What you are asked to do => Quote the injector training passage word for word from "Training can cost" to "Brenda Rocha added.".

Text passage =>
- - - - - - -

Master Injectors allowed KXAN to attend a recent weekend training in San Antonio. It covered everything from having a clean treatment area, to how Botox should be stored, facial anatomy and where people can and can’t inject. There were several tests throughout the day. Trainers who are registered nurses also walked around and worked closely with smaller groups to make sure safety measures were followed and understood.

“A big reason that we wanted to start this training is that non-medical people can take it, so we wanted to make sure that they were trained properly in the anatomy, and the physiology and blood-borne pathogen training to make sure they had that background,” explained Brenda Rocha, who is the chief nursing officer and oversees all the training. 

Images of Master Injectors esthetic and cosmetic injectors training (KXAN Photos)

Training can cost upwards of $2,500 and not everyone becomes certified after a weekend. On average, the company said about 15% of a training class doesn’t get certified. 

“There have been people that — that I have turned away and said ‘I do not feel comfortable and do not feel like you are safe for the public and we cannot certify you,'” Brenda Rocha added. 

Master Injectors said it not only has oversight from a Medical Director who is an anesthesiologist with esthetics training out of Dallas but also from owner Brenda Rocha who is a registered nurse.

Master Injectors also works with compliance company Aesthetic Business Consulting to make sure protocols are in place for itself and its clients, like nurses looking over medical charts daily, overseeing products purchased, and making sure people getting the injections are receiving a medical exam.

“We’re looking at all their procedures, protocols, trainings, all of those things, just, you know, going through it with a fine-tooth comb, just to make sure that it’s meeting industry standards,” said Amber Bechthold, owner of the compliance company.

- - - - - - -

Provided material =>

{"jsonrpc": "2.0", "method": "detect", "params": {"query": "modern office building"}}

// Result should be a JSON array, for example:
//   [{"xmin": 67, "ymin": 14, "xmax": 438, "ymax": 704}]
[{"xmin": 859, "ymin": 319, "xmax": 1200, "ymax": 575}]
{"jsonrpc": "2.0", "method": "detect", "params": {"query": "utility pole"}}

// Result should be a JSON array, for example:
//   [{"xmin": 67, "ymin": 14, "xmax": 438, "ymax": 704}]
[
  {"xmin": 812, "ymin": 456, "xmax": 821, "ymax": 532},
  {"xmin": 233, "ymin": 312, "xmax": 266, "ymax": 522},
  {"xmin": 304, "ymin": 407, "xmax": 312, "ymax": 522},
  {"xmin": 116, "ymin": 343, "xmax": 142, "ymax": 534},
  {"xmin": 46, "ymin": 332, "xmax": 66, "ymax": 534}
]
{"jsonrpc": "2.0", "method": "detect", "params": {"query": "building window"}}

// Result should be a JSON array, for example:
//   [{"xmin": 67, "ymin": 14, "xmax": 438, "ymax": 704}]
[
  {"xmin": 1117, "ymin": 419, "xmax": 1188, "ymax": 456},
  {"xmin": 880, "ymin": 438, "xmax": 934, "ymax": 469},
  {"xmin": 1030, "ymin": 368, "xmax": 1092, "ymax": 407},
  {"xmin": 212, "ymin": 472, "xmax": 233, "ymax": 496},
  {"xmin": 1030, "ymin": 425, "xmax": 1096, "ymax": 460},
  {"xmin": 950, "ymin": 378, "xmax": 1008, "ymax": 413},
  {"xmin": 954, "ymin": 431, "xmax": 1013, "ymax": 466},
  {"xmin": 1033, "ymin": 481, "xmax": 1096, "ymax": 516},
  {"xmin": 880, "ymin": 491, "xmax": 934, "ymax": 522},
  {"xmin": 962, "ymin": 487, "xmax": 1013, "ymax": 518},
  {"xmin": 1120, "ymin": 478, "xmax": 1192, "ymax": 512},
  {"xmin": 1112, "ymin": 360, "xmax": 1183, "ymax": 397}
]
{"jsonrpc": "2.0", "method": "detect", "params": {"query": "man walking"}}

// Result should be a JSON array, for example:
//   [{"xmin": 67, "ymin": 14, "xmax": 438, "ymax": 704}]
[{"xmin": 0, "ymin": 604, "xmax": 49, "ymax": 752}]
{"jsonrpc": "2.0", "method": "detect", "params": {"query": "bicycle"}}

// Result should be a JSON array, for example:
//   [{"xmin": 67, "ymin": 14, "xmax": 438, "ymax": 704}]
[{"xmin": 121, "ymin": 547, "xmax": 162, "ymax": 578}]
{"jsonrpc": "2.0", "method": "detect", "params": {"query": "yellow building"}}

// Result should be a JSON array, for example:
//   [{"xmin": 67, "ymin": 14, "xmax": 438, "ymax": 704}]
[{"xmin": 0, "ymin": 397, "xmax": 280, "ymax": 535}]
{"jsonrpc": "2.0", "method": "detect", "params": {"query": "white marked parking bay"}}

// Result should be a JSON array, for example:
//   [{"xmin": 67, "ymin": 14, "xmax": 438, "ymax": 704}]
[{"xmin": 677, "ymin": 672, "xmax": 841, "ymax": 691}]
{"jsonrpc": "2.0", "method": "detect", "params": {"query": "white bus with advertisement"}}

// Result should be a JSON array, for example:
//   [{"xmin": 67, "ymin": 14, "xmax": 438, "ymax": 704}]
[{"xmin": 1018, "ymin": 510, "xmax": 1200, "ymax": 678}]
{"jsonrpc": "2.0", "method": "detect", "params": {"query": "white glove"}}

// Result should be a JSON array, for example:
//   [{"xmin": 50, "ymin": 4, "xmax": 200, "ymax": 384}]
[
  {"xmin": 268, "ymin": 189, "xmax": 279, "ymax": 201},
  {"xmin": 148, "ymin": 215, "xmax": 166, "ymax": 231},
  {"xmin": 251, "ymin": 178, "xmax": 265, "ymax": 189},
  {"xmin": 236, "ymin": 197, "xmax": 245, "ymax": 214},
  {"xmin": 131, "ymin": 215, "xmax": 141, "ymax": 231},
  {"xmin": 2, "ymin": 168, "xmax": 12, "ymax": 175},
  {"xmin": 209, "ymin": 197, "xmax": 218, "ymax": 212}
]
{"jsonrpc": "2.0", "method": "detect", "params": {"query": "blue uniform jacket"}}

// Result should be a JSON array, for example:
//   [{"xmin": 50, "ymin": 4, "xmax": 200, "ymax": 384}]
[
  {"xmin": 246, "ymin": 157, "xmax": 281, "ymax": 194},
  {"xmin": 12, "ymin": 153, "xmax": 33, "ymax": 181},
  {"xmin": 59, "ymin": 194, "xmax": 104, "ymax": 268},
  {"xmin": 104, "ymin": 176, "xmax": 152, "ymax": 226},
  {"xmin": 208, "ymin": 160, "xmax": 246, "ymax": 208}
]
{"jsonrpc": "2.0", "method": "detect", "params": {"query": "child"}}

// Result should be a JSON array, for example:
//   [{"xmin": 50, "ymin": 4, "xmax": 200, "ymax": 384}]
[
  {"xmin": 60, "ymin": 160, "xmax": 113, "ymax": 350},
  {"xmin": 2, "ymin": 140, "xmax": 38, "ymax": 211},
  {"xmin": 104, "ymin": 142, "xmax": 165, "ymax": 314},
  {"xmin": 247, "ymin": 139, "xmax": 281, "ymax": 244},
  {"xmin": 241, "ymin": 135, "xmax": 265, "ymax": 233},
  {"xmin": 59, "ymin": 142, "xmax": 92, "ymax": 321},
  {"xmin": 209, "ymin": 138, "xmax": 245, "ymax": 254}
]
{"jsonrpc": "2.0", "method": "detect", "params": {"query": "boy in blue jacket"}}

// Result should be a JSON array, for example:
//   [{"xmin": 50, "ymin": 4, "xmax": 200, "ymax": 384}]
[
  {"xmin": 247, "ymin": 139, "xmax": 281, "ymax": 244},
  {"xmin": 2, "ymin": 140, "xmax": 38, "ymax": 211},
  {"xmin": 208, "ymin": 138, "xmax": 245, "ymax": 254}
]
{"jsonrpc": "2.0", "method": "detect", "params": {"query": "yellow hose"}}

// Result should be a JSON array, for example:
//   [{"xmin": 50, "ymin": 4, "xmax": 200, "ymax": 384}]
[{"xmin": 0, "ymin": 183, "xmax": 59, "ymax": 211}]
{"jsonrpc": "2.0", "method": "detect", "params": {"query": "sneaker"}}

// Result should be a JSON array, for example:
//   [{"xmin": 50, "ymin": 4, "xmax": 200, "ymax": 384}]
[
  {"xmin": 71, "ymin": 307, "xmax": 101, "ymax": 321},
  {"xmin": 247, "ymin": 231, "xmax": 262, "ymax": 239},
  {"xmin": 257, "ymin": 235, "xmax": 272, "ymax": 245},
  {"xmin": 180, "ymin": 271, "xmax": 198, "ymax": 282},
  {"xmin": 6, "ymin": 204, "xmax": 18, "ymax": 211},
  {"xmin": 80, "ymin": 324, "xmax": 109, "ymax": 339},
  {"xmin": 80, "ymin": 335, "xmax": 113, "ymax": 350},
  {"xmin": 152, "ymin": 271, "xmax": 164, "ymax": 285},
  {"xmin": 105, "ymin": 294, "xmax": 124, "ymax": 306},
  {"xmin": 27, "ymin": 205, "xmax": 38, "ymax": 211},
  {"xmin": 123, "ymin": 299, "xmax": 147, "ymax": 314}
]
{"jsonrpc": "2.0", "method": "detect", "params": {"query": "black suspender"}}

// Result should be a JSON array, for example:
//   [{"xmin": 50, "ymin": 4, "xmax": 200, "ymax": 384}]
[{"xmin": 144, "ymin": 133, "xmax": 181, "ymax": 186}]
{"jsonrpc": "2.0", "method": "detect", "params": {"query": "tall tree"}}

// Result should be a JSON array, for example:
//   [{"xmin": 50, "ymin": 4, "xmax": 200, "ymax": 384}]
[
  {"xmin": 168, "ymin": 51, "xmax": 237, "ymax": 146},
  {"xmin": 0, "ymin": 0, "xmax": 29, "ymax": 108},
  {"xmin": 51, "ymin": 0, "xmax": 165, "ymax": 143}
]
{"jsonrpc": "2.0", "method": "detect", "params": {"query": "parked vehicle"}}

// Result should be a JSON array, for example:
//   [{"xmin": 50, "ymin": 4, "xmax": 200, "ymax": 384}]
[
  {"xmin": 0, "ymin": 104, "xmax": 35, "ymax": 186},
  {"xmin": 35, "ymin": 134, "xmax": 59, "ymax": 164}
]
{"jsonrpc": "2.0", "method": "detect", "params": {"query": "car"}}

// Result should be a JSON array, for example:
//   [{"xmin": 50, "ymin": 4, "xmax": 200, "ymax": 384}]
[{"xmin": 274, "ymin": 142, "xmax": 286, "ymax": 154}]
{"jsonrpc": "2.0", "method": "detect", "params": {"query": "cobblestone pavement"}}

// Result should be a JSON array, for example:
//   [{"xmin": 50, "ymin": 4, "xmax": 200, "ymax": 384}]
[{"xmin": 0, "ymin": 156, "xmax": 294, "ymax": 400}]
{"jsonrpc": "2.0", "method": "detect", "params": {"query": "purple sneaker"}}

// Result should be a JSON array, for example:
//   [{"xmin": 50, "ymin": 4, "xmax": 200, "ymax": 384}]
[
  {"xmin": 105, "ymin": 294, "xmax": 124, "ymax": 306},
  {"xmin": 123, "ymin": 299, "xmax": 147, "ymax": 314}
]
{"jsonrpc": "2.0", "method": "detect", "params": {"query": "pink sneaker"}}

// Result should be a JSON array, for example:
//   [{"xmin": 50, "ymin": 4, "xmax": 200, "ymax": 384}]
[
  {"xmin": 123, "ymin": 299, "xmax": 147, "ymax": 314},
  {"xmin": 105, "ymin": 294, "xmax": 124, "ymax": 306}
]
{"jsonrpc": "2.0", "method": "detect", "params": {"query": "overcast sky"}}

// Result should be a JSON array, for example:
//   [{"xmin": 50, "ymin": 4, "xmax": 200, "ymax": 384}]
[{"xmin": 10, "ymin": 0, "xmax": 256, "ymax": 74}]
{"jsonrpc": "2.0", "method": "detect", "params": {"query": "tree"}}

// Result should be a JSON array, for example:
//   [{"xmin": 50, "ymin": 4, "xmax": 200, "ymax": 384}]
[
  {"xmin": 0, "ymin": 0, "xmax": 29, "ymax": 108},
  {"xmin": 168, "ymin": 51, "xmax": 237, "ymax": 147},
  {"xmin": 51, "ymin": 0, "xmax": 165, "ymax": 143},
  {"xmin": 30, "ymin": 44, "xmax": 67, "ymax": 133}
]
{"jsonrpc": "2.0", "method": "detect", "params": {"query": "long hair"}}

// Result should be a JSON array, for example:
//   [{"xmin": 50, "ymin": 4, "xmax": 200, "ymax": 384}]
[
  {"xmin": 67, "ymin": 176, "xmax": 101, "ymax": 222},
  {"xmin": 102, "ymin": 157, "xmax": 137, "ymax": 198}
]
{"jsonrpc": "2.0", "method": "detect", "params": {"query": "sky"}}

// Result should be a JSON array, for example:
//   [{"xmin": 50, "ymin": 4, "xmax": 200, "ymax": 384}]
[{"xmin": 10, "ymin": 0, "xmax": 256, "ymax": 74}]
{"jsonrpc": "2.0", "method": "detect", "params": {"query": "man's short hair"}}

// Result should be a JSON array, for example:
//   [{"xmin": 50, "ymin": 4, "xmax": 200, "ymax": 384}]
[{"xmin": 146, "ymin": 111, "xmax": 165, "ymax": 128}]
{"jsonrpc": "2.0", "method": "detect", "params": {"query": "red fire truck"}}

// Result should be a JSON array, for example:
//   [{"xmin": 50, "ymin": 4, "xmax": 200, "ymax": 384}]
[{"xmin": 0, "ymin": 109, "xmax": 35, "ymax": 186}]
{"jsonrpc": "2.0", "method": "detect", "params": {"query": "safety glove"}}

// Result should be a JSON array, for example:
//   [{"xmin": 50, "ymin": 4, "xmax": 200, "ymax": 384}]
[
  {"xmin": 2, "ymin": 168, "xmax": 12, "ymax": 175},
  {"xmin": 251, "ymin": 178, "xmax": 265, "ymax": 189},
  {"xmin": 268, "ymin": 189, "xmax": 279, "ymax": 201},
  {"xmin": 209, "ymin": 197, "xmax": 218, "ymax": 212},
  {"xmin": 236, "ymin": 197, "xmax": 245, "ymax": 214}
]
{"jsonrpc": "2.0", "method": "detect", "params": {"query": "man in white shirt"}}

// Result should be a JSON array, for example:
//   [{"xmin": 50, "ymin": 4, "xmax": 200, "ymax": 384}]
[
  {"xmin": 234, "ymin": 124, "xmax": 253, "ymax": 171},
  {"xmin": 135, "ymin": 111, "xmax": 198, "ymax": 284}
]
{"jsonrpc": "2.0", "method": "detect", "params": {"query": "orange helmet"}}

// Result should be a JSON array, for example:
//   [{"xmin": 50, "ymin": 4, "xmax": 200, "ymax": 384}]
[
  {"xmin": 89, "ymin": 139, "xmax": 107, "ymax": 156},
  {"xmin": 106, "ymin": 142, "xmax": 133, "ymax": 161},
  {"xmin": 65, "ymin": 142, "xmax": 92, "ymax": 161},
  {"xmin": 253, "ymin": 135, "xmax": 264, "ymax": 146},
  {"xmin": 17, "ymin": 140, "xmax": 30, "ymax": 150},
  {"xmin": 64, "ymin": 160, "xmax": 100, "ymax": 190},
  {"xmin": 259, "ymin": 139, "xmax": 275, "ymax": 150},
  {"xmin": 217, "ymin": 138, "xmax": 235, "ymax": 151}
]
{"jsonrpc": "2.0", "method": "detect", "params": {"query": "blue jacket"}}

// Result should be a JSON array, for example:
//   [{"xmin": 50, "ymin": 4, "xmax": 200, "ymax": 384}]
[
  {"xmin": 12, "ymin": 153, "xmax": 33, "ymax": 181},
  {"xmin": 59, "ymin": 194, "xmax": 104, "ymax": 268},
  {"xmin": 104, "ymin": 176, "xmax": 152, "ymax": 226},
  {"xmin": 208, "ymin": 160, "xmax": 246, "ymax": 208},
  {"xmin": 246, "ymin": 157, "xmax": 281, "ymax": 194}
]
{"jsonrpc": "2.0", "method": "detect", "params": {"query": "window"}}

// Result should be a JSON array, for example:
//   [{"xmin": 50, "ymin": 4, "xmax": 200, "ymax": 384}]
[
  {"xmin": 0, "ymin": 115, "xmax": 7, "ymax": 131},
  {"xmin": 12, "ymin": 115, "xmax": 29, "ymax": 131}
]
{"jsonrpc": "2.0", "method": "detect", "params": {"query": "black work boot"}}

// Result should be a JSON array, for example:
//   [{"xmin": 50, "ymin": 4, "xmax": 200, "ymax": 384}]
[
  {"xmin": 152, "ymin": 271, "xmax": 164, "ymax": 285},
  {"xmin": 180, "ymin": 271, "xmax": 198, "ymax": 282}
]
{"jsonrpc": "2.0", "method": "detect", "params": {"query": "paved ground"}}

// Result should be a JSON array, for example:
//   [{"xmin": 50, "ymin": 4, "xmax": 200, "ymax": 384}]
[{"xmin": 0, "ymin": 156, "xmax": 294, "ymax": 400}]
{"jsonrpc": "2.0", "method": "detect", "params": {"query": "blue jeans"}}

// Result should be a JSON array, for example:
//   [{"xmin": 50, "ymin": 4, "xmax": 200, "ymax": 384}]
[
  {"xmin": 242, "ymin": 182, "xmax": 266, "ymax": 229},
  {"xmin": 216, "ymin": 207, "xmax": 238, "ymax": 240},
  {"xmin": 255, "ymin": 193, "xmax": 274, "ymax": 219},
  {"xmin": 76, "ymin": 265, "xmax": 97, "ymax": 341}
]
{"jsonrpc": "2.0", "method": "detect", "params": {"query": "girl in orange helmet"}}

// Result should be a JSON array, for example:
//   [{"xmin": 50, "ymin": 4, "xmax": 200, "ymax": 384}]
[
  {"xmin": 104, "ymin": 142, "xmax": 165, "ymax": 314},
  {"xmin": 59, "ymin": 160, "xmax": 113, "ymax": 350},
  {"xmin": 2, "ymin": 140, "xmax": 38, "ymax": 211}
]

- - - - - - -

Response area =>
Training can cost upwards of $2,500 and not everyone becomes certified after a weekend. On average, the company said about 15% of a training class doesn’t get certified. 

“There have been people that — that I have turned away and said ‘I do not feel comfortable and do not feel like you are safe for the public and we cannot certify you,'” Brenda Rocha added.